» **RECORDS FOR THE EXERCISE**

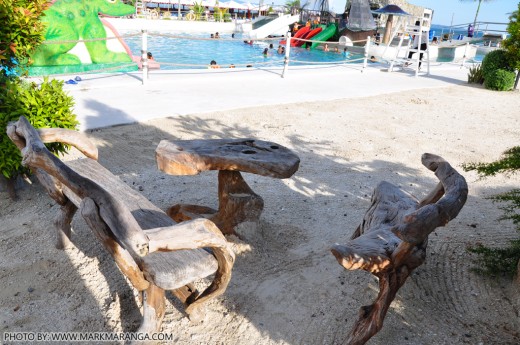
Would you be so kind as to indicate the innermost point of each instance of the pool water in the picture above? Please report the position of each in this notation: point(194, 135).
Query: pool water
point(188, 51)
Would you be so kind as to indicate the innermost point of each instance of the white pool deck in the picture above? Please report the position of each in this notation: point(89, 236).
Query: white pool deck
point(112, 99)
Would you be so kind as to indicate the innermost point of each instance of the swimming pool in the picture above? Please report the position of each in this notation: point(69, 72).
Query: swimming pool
point(191, 51)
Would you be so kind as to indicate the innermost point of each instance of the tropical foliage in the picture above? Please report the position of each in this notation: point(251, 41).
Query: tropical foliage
point(501, 260)
point(45, 106)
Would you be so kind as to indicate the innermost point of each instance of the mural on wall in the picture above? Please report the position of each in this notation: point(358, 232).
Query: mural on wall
point(72, 20)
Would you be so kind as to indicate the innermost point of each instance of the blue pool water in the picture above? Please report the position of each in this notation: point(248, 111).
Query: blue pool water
point(190, 51)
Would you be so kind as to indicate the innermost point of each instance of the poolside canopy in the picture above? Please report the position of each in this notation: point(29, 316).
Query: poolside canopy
point(360, 17)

» **WHAT THE TASK REQUIRES**
Copy the records word for word, from their beginning through the line containing "point(188, 51)". Leave the picture out.

» **THE RESPONSE**
Would you be so kind as to indicate the innermost point of each instance of the pool water in the picture above? Please report the position of each in this notation: point(194, 135).
Query: pool water
point(188, 51)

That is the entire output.